- _Instructions_
• 1. Repeat the passage of the forum thread on NixOS S3 costs between "Is a mix of" and "than the egress.)", inclusive.
• 2. Answer from the forum thread on NixOS S3 costs:
(a) What does Scaleway's object storage charge?
(b) What is the base credit of Scaleway's open-source sponsoring program?
(c) Which linked repository is described as having come out of CERN?
• 3. Continue the forum thread on the NixOS Foundation's S3 costs from its last post onward.

The NixOS Foundation's Call to Action: S3 Costs Require Community Support

jade · June 3, 2023, 7:02am

I have a suggestion with respect to how to get it out, although it has the potential risk of costing even more money in the process: can we deduplicate the data by stuffing it into a content addressed store on top of s3 before pulling that deduplicated content address store out? It might be worthwhile looking at a random sample (also, how large would be necessary?) of the stores to see how much that would actually save before trying it at a full scale however.

deliciouslytyped · June 3, 2023, 8:01am

Free solutions are Cool and Good however: I don’t have an understanding the scale of Nix in relation to cloud users in general, but it would probably be necessary to discuss with any platform we migrate to, especially if they aren’t huge, because the providers do in fact have costs, and the free solutions probably aren’t meant for a sudden ingress of 150TB and increasing, in an ongoing manner.

deliciouslytyped · June 3, 2023, 8:21am

I specifically remember seeing some EU related open science / reproducible research related information, which may be a string worth pulling on in the long term. I don’t know what to expect, maybe these solutions will not be a good fit for our requirements. Perhaps the NLNet connection can yield some information here?

A cursory search yielded this https://open-research-europe.ec.europa.eu/for-authors/data-guidelines#approvedrepositories , which has some lists of recommended data providers. Though I expect most scientists wont be using hundreds of terabytes either.

These look superficially interesting

https://b2share.eudat.eu
https://zenodo.org/ this is especially interesting, since it came out of CERN and IIUC they have actually big data requirements

These also look superficially interesting from policy / community perspective:

Unrelatedly, I also found About RDA | RDA (might be a global thing).

Federico · June 3, 2023, 8:25am

Yes. Providers which credibly belong to the bandwidth alliance for the foreseeable future can be considered.

Scaleway also has an opensource sponsoring program, though its budget may be limited (presumably it’s possible to ask for more than the base credit of 2400 €, but not sure). Their object storage charges 12 €/TB-month, so it would seem to be significantly less expensive than AWS and R2.

Is a mix of the three possible? I mean, using the new storage for the new objects and the most frequently accessed objects (presumably the 27 or 91 TiB of store paths mentioned above), while keeping AWS S3 for the rest until the egress costs for it can be handled. (This doesn’t help much if the storage alone costs more than the egress.)

(Data drawn from a collection)
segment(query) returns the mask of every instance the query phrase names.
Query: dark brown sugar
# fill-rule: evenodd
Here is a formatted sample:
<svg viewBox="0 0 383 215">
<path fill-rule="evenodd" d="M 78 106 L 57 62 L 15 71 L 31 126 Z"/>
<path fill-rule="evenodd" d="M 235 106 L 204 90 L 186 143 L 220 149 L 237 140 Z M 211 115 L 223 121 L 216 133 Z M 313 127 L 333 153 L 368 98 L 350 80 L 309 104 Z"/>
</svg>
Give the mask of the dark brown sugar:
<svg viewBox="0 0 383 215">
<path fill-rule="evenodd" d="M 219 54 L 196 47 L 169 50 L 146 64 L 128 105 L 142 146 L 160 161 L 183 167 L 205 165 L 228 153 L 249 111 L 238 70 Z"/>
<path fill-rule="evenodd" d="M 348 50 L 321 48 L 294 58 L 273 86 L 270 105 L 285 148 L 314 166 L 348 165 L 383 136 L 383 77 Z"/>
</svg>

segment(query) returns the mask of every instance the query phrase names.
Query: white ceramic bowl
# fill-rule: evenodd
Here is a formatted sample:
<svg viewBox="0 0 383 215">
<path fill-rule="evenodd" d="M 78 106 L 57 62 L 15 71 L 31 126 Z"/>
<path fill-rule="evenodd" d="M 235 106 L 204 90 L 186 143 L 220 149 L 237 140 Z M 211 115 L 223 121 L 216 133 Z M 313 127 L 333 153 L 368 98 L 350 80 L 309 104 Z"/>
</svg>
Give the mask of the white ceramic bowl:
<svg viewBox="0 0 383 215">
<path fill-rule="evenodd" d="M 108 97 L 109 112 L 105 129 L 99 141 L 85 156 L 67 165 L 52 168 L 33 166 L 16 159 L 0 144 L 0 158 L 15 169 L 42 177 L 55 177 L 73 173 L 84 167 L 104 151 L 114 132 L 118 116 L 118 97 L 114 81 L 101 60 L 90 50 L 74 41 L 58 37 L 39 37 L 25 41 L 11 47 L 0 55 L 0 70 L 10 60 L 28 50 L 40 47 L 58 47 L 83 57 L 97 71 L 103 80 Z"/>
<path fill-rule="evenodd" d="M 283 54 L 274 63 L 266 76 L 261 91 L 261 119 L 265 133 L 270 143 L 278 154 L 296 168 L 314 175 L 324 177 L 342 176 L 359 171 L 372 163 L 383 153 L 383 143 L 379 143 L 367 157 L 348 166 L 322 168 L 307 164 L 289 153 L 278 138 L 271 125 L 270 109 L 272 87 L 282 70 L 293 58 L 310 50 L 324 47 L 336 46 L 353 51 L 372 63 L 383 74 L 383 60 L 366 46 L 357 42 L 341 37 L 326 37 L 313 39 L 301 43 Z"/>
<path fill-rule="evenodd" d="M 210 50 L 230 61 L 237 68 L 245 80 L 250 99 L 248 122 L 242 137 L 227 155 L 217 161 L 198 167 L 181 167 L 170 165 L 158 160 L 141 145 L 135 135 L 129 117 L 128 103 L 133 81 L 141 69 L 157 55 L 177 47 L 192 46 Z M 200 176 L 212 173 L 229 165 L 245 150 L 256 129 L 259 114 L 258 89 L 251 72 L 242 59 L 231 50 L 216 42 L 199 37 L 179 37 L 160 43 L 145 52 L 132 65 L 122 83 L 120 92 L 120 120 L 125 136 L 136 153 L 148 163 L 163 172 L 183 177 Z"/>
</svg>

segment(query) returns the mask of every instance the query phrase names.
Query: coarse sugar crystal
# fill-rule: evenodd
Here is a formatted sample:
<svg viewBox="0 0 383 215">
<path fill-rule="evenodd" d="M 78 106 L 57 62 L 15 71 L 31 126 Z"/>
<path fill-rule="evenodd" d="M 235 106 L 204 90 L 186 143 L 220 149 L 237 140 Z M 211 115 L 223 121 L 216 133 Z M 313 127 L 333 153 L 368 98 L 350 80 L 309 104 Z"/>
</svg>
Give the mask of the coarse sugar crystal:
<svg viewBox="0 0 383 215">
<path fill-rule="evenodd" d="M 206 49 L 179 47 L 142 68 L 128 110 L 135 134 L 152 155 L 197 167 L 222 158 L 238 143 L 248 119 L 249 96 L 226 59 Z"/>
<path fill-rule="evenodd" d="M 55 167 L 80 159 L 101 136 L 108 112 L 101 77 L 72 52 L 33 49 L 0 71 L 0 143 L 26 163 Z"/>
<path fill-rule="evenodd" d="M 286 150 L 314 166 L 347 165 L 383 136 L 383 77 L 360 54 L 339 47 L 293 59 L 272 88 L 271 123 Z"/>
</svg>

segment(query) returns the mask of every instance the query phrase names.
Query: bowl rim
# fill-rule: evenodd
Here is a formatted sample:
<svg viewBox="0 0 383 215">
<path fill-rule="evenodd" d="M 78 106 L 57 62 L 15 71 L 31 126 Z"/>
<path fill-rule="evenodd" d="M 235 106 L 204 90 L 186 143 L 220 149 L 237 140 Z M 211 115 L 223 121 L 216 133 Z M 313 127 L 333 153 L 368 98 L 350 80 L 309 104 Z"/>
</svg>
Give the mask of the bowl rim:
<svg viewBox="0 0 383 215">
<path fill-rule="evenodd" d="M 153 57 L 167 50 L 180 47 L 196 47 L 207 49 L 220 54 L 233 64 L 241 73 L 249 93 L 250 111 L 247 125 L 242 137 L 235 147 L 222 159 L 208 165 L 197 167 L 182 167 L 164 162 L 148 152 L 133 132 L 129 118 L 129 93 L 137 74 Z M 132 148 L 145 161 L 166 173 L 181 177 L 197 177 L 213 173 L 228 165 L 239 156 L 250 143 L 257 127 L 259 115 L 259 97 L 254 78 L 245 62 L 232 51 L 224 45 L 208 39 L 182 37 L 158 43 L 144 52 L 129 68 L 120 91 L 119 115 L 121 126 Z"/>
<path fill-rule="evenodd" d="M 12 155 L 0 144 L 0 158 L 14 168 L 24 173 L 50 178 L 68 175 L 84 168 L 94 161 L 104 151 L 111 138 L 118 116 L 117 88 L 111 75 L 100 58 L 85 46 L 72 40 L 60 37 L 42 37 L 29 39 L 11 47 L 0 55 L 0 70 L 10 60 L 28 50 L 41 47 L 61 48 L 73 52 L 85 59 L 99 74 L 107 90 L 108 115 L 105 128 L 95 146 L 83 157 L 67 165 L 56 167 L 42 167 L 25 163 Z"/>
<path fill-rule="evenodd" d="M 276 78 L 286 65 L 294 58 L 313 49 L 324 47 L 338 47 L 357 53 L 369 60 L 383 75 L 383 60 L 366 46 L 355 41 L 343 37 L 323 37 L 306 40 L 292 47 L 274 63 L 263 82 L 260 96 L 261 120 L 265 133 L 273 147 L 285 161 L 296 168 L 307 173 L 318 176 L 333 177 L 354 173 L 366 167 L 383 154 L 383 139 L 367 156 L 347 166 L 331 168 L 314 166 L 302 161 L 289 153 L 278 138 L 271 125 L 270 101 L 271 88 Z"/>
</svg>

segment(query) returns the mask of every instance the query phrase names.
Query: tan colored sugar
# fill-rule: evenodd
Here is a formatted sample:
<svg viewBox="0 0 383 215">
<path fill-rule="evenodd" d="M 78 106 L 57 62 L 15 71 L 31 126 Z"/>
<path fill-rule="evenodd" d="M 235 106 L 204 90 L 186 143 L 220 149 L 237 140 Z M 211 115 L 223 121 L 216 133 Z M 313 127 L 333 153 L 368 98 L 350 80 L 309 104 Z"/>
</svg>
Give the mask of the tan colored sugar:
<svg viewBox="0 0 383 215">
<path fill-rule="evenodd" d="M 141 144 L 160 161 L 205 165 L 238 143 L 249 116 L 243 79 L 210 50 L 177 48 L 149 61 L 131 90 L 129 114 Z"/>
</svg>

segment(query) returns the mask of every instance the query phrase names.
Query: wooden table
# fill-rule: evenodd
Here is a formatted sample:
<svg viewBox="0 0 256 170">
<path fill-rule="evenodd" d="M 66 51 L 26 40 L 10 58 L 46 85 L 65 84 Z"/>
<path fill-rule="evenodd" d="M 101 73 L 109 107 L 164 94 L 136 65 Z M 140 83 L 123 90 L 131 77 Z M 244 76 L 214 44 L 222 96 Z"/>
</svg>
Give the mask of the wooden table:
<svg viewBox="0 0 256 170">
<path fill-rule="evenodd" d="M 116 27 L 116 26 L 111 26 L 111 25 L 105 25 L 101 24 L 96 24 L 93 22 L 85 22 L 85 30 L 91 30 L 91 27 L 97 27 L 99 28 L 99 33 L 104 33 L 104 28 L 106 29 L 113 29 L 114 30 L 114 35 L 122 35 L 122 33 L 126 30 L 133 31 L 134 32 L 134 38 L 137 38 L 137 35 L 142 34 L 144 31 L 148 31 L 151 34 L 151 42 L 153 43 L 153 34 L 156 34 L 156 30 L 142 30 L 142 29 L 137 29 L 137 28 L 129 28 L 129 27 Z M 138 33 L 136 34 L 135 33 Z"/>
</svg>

--

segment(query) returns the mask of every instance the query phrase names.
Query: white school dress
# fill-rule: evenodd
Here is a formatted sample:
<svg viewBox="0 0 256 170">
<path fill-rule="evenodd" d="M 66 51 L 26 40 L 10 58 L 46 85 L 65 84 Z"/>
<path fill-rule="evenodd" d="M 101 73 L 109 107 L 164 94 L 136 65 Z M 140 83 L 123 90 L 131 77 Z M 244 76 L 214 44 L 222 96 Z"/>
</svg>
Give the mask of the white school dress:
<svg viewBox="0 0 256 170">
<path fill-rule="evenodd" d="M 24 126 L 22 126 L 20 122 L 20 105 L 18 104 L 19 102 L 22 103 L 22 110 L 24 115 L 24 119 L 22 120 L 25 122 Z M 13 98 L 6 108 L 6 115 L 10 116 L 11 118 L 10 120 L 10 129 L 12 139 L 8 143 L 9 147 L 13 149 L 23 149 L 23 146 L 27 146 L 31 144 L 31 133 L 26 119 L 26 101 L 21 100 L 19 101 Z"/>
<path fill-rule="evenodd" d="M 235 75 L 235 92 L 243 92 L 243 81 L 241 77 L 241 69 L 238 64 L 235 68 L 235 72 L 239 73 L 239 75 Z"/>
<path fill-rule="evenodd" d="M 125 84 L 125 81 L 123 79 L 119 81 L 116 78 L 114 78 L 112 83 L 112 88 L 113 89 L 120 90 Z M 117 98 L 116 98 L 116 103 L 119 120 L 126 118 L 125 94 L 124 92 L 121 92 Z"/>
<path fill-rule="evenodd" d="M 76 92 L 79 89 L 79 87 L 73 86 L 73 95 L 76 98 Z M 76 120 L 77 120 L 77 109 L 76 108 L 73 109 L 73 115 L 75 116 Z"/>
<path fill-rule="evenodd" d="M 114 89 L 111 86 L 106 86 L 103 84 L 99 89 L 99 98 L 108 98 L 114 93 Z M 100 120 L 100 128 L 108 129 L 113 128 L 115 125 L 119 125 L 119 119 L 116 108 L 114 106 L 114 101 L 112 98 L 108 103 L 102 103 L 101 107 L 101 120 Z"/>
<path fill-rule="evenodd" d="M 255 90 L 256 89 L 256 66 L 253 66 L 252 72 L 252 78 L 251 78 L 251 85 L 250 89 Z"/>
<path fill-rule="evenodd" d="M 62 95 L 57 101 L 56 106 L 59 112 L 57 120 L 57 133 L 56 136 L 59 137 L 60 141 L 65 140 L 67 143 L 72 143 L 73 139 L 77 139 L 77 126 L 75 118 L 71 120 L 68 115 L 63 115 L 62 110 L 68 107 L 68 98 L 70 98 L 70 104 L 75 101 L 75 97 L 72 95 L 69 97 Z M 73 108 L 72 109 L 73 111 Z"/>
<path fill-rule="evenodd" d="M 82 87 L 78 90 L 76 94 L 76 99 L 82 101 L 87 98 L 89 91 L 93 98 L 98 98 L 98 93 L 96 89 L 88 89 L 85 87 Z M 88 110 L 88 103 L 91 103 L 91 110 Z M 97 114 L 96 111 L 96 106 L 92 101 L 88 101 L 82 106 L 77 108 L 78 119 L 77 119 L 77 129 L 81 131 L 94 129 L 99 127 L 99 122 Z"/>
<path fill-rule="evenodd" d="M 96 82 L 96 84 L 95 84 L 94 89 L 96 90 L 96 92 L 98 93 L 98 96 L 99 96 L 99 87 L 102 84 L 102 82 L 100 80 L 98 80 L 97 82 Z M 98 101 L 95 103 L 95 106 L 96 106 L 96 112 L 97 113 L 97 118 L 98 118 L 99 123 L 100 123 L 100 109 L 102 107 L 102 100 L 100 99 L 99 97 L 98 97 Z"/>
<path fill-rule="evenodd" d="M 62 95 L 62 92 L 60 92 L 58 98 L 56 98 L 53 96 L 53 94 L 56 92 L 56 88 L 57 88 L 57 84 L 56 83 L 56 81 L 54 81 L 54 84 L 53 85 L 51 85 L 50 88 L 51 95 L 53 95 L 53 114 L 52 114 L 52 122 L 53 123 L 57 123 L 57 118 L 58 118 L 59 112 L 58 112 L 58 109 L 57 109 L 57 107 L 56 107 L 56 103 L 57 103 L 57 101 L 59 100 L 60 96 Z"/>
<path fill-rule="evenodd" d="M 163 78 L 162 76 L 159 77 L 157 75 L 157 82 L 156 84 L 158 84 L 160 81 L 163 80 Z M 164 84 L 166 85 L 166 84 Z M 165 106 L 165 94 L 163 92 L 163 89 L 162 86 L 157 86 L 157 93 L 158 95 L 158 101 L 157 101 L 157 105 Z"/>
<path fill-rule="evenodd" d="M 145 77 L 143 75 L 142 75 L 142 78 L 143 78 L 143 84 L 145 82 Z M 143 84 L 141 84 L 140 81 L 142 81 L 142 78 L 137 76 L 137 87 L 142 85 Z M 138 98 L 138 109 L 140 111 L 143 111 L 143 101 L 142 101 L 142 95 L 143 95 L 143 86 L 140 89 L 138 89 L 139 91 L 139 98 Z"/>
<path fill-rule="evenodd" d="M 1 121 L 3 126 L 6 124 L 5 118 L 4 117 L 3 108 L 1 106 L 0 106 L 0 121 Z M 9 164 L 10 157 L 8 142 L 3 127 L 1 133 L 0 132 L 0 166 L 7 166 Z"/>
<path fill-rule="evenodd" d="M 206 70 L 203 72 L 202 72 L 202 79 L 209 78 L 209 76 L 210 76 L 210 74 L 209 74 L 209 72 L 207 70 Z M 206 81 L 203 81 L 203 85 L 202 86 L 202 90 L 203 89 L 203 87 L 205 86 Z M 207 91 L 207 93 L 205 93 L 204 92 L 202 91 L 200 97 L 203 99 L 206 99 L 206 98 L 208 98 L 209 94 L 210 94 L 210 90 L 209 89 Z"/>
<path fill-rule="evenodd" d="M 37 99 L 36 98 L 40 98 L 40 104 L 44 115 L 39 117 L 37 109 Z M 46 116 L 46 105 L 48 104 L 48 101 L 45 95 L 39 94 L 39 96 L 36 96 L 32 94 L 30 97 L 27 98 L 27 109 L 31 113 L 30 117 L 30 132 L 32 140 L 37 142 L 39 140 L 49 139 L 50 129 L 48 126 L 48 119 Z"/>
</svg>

- _Task-by-task answers_
• 1.
Is a mix of the three possible? I mean, using the new storage for the new objects and the most frequently accessed objects (presumably the 27 or 91 TiB of store paths mentioned above), while keeping AWS S3 for the rest until the egress costs for it can be handled. (This doesn’t help much if the storage alone costs more than the egress.)

• 2.
(a) 12 €/TB-month
(b) 2400 €
(c) Zenodo (https://zenodo.org/)

• 3.
One provider which on paper offers such a service is BunnyCDN’s perma-cache. Put it between Fastly and AWS S3, get it populated gradually as objects are requested (meaning no egress costs except what you’d have had anyway, if people behave the same), then at some point use it as source for migration to the destination storage.

Solene · June 3, 2023, 9:32am

I personally can’t give you advice about the migration process to something cheaper. But I encourage people to think about the size of the repo. It’s currently 425 TiB of data that need to be served in high availability.

If you look at nixpkgs commit graph Contributors to NixOS/nixpkgs · GitHub it’s easy to see the activity increased drastically over the last few years. Even nixpkgs tarball size went from 25 MiB to 36 MiB in just one year!

In my opinion, the project must consider pruning some data from archives, it would be interesting to see the size of the biggest unused closures instead of pruning everything that is past a certain date or hasn’t been accessed for a while.

The current storage rate isn’t sustainable in the long run, except if you want to throw money away. This also has some ecological implications, the more you store, the more hard drives must be spinning (and it’s not linear due to redundancy).

vs49688 · June 3, 2023, 9:44am

In my opinion, the project must consider pruning some data from archives, it would be interesting to see the size of the biggest unused closures instead of pruning everything that is past a certain date or hasn’t been accessed for a while.

Perhaps just keep source archives and patches? We don’t need to keep every single build of every single channel revision - these can always be rebuilt, but not if their sources are gone.
Case in point: fakeroue had its source removed, but it was still cached and thus could be recovered. Situations like this are where having the cache is invaluable.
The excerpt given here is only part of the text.